Records shown:
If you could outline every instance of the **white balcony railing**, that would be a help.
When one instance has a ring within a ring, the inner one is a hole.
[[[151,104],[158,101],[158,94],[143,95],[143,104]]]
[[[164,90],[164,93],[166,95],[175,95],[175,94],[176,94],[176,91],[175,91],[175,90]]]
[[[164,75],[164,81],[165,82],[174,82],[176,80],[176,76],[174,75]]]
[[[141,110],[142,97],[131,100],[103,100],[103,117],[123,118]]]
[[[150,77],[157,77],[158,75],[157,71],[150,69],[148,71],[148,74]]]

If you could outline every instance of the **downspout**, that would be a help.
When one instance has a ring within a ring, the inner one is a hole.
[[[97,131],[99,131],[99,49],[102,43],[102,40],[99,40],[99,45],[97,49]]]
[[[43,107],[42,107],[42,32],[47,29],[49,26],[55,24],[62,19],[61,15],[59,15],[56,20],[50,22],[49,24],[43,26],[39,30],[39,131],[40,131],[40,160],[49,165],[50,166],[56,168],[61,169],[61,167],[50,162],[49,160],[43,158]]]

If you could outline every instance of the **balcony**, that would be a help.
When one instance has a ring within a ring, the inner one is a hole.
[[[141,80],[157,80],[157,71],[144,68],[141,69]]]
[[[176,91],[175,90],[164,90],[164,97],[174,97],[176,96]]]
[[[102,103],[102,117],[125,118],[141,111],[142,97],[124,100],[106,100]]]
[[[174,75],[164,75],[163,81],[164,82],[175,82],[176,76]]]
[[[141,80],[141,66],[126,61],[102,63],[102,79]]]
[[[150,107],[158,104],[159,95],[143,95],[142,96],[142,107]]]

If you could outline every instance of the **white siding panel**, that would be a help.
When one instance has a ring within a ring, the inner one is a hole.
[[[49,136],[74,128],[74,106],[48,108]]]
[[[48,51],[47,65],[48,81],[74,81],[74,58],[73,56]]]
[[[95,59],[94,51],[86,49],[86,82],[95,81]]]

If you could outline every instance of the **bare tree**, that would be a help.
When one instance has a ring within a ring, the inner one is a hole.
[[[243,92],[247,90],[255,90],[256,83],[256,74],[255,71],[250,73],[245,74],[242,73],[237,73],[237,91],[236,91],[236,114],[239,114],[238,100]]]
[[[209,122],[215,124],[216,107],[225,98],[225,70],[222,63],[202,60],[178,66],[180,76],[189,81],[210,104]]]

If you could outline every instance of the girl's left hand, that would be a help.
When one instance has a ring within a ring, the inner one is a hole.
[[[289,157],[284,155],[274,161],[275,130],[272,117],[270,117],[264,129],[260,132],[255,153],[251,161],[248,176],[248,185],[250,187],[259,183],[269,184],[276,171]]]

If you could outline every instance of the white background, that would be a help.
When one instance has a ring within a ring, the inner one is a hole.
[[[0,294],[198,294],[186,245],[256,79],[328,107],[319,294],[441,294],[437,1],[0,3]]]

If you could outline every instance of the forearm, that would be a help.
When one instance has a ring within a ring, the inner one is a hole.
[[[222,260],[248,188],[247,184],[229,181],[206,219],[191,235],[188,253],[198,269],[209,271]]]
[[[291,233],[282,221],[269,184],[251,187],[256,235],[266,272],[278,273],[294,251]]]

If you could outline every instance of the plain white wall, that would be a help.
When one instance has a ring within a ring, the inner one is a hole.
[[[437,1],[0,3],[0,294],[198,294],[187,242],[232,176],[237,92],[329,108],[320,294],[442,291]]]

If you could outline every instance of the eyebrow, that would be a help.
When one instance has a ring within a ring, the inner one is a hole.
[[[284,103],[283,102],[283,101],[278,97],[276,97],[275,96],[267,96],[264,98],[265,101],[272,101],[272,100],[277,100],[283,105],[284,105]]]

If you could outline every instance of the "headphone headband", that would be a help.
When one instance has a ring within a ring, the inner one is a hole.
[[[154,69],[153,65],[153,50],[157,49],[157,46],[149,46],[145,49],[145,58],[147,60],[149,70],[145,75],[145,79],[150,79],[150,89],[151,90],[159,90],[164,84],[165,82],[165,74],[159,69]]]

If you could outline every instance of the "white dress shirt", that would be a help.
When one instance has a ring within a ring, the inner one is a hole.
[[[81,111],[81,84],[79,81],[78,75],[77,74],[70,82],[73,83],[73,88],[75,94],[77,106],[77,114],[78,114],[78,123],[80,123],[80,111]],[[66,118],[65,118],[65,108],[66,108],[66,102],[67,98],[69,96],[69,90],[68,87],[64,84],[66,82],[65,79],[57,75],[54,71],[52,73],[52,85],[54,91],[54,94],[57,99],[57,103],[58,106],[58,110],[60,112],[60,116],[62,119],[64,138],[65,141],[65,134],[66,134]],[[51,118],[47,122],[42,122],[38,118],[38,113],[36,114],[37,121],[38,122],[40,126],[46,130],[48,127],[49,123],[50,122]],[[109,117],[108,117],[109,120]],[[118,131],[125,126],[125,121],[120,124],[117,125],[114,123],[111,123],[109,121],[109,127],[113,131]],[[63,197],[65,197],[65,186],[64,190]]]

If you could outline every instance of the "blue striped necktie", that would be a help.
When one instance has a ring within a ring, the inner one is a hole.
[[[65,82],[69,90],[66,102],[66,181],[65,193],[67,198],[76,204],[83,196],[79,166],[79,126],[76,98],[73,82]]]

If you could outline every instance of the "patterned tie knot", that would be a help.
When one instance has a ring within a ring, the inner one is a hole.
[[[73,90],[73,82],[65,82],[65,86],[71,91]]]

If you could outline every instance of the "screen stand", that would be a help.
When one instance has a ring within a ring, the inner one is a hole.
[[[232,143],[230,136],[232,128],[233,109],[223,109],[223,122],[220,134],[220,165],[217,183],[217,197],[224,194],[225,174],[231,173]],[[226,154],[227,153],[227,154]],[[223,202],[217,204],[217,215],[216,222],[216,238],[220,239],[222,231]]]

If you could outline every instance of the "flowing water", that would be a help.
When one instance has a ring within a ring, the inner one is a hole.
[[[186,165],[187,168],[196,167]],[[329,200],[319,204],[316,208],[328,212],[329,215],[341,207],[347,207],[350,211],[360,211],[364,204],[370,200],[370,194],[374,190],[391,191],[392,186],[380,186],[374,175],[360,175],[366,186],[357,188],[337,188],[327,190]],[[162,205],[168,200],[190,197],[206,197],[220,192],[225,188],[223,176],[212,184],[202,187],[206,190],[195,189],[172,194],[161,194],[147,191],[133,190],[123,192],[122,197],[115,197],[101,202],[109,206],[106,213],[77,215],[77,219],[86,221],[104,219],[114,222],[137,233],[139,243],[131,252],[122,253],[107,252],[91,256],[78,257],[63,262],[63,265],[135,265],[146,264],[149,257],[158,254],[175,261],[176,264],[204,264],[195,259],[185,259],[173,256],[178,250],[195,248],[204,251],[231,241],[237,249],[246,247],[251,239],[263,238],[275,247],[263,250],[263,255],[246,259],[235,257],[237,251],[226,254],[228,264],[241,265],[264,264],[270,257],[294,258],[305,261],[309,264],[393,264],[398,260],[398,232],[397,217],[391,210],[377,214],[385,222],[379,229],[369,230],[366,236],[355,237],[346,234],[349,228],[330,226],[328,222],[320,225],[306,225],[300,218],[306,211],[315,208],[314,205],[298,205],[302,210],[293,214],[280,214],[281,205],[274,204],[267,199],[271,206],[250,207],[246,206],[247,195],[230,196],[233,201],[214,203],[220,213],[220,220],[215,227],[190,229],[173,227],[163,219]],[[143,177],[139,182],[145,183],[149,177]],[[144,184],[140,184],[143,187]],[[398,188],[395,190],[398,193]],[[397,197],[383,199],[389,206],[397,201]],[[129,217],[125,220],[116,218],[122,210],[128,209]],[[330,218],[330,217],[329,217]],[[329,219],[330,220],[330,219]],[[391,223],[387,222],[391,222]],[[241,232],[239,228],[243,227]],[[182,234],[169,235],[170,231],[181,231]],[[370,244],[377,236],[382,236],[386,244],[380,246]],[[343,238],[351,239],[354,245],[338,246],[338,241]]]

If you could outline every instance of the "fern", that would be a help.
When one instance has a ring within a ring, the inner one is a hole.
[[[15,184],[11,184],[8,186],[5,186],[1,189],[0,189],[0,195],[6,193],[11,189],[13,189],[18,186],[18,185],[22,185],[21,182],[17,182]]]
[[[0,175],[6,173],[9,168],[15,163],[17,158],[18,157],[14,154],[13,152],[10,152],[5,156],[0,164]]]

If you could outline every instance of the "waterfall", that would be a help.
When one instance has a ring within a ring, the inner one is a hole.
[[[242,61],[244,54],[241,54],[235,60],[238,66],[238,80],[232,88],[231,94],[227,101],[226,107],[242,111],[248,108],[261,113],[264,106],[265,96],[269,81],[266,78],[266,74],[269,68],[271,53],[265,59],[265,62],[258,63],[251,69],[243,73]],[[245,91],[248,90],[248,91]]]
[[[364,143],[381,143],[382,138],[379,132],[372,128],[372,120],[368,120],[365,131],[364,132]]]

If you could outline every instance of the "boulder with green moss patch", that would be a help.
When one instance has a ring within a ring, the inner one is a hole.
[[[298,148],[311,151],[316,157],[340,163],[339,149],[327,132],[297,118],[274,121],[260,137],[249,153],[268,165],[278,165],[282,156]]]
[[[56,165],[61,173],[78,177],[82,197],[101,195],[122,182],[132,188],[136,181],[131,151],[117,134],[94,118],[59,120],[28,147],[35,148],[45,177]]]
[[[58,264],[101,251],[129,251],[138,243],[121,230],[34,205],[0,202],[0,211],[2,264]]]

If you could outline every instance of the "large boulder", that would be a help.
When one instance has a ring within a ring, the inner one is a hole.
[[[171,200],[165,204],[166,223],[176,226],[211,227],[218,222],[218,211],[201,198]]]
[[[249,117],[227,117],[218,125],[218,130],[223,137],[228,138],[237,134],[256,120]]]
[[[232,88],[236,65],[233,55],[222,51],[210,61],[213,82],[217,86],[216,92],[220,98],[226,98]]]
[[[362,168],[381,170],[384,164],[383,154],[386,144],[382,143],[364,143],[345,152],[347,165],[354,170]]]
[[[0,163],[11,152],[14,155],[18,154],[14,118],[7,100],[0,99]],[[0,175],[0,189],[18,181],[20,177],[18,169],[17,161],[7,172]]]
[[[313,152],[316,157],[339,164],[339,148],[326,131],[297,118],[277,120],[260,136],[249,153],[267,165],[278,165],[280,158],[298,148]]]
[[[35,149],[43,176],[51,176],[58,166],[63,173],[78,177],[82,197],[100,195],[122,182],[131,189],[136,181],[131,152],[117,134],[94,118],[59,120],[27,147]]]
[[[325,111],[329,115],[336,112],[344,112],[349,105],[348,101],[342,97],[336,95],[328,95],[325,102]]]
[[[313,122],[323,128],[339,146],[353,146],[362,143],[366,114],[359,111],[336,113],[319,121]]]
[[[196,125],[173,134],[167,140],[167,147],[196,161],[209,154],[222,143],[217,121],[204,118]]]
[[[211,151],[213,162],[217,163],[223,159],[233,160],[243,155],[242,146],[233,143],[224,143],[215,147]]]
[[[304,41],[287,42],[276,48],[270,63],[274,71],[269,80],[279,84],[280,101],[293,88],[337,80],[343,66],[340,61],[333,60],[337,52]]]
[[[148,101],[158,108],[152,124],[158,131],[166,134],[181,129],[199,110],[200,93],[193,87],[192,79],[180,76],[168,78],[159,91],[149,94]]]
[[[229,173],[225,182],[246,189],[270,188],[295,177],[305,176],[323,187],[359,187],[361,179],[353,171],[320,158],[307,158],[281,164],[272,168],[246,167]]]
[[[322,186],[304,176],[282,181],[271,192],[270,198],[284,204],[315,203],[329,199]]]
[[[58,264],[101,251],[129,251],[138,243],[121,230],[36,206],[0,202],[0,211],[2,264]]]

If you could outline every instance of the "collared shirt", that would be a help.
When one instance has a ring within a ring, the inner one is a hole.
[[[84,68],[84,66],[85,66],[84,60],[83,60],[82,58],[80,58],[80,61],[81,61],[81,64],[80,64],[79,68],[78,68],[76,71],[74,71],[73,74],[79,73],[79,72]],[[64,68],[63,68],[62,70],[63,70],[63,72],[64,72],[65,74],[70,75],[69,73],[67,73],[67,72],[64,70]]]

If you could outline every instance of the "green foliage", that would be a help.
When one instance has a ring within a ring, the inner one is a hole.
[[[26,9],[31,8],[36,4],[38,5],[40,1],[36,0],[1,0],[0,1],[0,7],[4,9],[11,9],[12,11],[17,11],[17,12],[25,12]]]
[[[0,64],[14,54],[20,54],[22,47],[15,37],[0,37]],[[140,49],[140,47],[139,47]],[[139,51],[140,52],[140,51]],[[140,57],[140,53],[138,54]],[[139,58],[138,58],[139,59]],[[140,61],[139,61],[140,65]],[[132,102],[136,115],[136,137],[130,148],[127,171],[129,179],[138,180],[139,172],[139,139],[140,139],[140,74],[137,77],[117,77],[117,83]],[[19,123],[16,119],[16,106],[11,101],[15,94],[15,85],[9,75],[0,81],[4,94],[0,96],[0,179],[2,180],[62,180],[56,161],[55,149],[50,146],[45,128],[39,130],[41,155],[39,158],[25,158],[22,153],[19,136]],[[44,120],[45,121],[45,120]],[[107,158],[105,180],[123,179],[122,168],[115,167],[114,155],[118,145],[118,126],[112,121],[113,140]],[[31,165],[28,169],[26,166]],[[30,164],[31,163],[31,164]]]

Short task:
Could you copy out, word for word, the material from its first line through the line that contains "[[[151,104],[158,101],[158,94],[143,95],[143,104]]]", including both of those lines?

Completed task:
If you could outline every instance of the **white balcony railing**, that would be a help.
When one instance has a ring within a ring, the inner one is a hole.
[[[151,104],[158,101],[158,94],[143,95],[143,104]]]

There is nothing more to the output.